» What you have to do
Please print every one of the entries below word for word, leaving nothing out and adding nothing.

» Material supplied
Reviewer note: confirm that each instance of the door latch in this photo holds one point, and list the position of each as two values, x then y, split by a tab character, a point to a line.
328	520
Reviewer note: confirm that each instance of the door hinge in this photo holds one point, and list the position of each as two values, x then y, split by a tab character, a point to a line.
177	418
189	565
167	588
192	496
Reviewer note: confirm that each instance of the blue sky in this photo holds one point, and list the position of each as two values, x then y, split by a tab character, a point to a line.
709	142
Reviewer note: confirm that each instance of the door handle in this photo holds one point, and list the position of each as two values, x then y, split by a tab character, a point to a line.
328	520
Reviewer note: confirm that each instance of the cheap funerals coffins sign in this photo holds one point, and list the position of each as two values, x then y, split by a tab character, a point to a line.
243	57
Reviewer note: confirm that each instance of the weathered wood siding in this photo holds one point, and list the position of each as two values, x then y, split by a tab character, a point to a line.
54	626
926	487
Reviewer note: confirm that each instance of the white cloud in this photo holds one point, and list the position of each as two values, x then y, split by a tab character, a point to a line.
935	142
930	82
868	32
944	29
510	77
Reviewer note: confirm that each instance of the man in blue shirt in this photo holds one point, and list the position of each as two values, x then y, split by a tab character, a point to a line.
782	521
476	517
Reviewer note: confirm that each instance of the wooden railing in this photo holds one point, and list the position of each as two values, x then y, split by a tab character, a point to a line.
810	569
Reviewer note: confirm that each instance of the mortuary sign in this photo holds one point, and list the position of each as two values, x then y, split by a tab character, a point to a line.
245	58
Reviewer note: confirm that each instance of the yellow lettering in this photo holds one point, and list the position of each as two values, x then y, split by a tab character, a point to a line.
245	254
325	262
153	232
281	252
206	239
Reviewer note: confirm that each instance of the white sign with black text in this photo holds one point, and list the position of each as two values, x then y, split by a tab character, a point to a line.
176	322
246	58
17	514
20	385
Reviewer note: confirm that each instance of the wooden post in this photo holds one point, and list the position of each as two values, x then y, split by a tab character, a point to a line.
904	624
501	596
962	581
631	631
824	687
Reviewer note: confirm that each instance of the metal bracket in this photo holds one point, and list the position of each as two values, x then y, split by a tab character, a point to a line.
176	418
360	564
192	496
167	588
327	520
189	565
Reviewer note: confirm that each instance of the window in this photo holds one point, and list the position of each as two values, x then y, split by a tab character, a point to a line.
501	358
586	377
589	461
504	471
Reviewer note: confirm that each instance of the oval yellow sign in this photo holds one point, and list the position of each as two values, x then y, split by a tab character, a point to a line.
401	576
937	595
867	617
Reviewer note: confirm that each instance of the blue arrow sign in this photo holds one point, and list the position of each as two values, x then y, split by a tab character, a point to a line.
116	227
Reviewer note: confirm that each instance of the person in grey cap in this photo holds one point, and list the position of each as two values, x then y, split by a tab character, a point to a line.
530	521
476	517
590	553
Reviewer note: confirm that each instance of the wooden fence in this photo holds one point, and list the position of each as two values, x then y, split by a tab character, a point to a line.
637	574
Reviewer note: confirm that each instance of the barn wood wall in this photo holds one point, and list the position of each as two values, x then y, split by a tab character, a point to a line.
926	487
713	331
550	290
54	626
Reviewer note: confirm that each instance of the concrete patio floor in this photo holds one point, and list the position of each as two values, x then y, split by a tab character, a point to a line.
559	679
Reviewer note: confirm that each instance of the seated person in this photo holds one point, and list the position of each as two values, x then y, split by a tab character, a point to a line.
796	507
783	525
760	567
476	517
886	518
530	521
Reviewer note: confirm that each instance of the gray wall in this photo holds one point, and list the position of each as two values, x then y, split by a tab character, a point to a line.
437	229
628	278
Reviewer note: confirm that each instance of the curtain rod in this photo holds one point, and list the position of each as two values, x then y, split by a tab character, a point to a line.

» Solution to this task
Reviewer note: confirm that each instance of the door latch in this photo holds one point, and list the position of each as two values, x then y, split by a tab character, a point to a line.
328	520
Reviewer note: confirm that each instance of the door hinge in this photo holds one point, and list the position of each as two values, x then y, split by a tab character, a point to a line.
177	418
189	565
167	588
192	496
Reviewer note: confirm that each instance of the blue sky in this photo holds one point, and list the position of each as two values, x then y, split by a tab character, a point to a line.
709	142
Reviewer note: confirm that each instance of the door handle in this photo holds one point, and list the position of each as two values, x then y, split by a tab character, a point to a line.
328	520
Reviewer note: confirm that each instance of the cheap funerals coffins sign in this photo holds one point, and list the position of each as two values, x then y, split by a tab character, a point to a line.
243	57
Reviewer note: confirm that each instance of the weathered wood siding in this photo holds one point, and list the position of each as two values, x then y, split by a tab character, a point to a line.
54	626
926	487
Reviewer note: confirm that each instance of the white cloud in this photo holds one point, and list the position of each as two values, x then y, split by a tab character, a point to a line.
935	142
930	82
868	32
944	29
510	77
Reviewer note: confirm that each instance of the man in blue shirt in this photo holds one point, and list the position of each as two values, x then y, split by a tab character, a point to a line.
782	521
476	517
Reviewer note: confirm that each instance of the wooden railing in this photo holds one point, and list the position of each as two values, x then y, split by a tab character, a point to a line.
810	569
Reviewer note: confirm that each instance of the mortuary sign in this photo holds one point, and list the position of each as two values, x then y, split by a tab character, a point to a line.
245	58
Reviewer note: confirm that each instance of the yellow lettering in this photo holds one point, and list the position of each as two values, x then y, split by a tab character, a point to a line.
245	254
325	262
153	232
281	252
206	239
Reviewer note: confirm that each instance of the white sign with black text in this photo holds one point, and list the position of each as two values, x then y, split by a tab character, a point to a line.
176	322
246	58
17	514
20	385
Reviewer note: confirm that each instance of the wooden post in this photo holds one point, and list the position of each as two values, x then y, split by a tab character, a point to a line.
904	624
501	596
962	581
631	631
824	687
Reviewer note: confirm that each instance of the metal bracket in this photo holds one point, and list the position of each as two values, x then y, split by a tab character, a point to a line.
176	418
360	564
192	496
167	588
327	520
189	565
Reviewer note: confirm that each instance of the window in this photo holds one point, and list the position of each as two values, x then y, split by a tab character, a point to a line.
501	358
586	377
589	461
504	471
Reviewer note: confirm that each instance of the oval yellow sign in this photo holds one point, and list the position of each as two values, x then y, split by a tab character, a point to a line.
401	576
937	595
867	617
Reviewer note: confirm that each instance of the blue arrow sign in this photo holds one point, and list the position of each as two values, x then y, split by a tab character, a point to a line.
116	227
Reviewer note: confirm that each instance of the person in grey cap in this photo holds one point, and list the position of each as two values, x then y, split by a tab character, a point to a line.
530	521
476	517
590	553
Reviewer note: confirm that each instance of the wooden fence in this photo holds one point, and list the position of each as two values, x then y, split by a tab character, a point to a line.
637	574
Reviewer note: confirm that each instance of the barn wood wall in this photo holds one point, and list the position of each as two values, x then y, split by a tab character, a point to a line.
926	487
713	331
550	290
54	626
Reviewer note: confirm that each instance of the concrete patio floor in this photo holds one point, and list the position of each as two values, x then y, split by a tab character, a point to a line.
559	679
Reviewer note: confirm that each instance of the seated person in this photo holds one point, and list the position of each as two values, x then y, split by a tab character, a point to a line.
796	507
783	525
760	567
476	517
886	518
530	521
Reviewer note: confirm that each instance of the gray wall in this photo holds one point, and list the position of each as two values, x then y, split by a tab character, a point to a line.
437	229
628	278
Reviewer note: confirm that each instance of the curtain rod in this photo holds one point, and list the position of each as two values, x then y, split by a tab character, a point to a line.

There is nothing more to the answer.